## Task directions
The data must be returned in full and exactly as given.

## Data records

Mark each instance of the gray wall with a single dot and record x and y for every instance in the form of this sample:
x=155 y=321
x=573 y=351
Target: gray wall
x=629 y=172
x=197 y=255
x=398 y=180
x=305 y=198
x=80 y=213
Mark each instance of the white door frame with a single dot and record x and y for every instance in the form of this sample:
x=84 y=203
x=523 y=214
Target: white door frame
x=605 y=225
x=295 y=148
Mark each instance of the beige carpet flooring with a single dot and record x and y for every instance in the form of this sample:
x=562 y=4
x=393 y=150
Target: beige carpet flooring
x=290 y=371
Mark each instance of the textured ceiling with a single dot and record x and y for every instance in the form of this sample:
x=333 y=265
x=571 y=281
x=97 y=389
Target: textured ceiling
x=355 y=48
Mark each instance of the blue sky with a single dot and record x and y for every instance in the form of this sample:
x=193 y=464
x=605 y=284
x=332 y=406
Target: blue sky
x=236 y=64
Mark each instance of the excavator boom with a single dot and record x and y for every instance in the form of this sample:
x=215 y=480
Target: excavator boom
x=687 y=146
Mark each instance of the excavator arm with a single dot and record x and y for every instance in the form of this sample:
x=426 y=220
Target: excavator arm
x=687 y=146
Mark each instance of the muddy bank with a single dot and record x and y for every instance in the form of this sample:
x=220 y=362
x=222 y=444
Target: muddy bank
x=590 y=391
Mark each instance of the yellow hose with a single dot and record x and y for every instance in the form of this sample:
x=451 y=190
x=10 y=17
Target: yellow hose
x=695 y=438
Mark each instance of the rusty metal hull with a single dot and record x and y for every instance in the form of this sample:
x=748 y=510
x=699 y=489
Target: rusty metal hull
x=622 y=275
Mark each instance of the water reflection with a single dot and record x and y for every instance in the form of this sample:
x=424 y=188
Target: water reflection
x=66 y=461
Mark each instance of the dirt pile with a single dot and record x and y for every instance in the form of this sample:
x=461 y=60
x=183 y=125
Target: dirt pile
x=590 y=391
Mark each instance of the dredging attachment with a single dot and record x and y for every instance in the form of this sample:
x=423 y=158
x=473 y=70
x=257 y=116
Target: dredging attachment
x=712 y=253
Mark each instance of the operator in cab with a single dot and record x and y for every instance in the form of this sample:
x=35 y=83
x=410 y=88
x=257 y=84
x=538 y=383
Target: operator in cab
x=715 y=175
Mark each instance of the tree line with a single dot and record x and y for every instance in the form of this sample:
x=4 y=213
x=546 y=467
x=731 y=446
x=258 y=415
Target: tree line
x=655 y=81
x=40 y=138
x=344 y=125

## Your response
Mark each instance of the gray wall with a single dot and record x and y for every instance in the form of this sample:
x=155 y=321
x=573 y=351
Target: gray wall
x=629 y=172
x=197 y=255
x=398 y=180
x=305 y=198
x=80 y=213
Mark each instance of the white door frame with a single dot and record x and y for every instance in the form of this sample:
x=84 y=203
x=523 y=214
Target: white door frame
x=605 y=225
x=295 y=148
Mark each instance of the beige carpet flooring with a single dot and record x and y for every instance in the form of this sample:
x=562 y=4
x=393 y=150
Target: beige carpet flooring
x=290 y=371
Mark each instance of the textured ceiling with a single dot and record x and y for every instance in the form of this sample:
x=333 y=265
x=571 y=281
x=97 y=389
Target: textured ceiling
x=355 y=48
Mark each instance of the blue sky with a single dot and record x and y for every instance in the form of this sample:
x=193 y=464
x=605 y=284
x=332 y=406
Target: blue sky
x=236 y=64
Mark each instance of the excavator boom with a single dot and record x and y for every instance in the form of this sample:
x=215 y=480
Target: excavator boom
x=687 y=146
Mark each instance of the excavator arm with a single dot and record x and y for every instance in the form of this sample:
x=426 y=220
Target: excavator arm
x=687 y=146
Mark each instance of the muddy bank with a single dot and record x and y for every instance in the form of this sample:
x=220 y=362
x=222 y=444
Target: muddy bank
x=590 y=391
Mark each instance of the yellow hose with a single dot and record x and y for every instance in the form of this sample:
x=451 y=190
x=10 y=17
Target: yellow hose
x=695 y=438
Mark each instance of the rusty metal hull with a single dot and record x and y for every instance in the form of this sample:
x=748 y=510
x=699 y=489
Target: rusty metal hull
x=622 y=275
Mark each instance of the water reflection with a single dot and record x and y for every instance in the form of this sample:
x=424 y=188
Target: water reflection
x=66 y=461
Mark each instance of the dirt pile with a single dot and record x and y for every instance in the form of this sample:
x=461 y=60
x=183 y=125
Target: dirt pile
x=590 y=391
Mark each instance of the dredging attachment with a single dot and record x and y for every instance in the form of this sample:
x=423 y=158
x=473 y=70
x=257 y=116
Target: dredging attachment
x=712 y=253
Mark each instance of the operator in cab with a single dot and record x and y for every instance in the form of this sample:
x=35 y=83
x=410 y=88
x=257 y=84
x=538 y=383
Target: operator in cab
x=715 y=175
Mark each instance of the tree line with a single dot and record x and y for every instance in the form of this sample:
x=4 y=213
x=546 y=467
x=731 y=446
x=258 y=415
Target: tree line
x=655 y=81
x=40 y=138
x=344 y=125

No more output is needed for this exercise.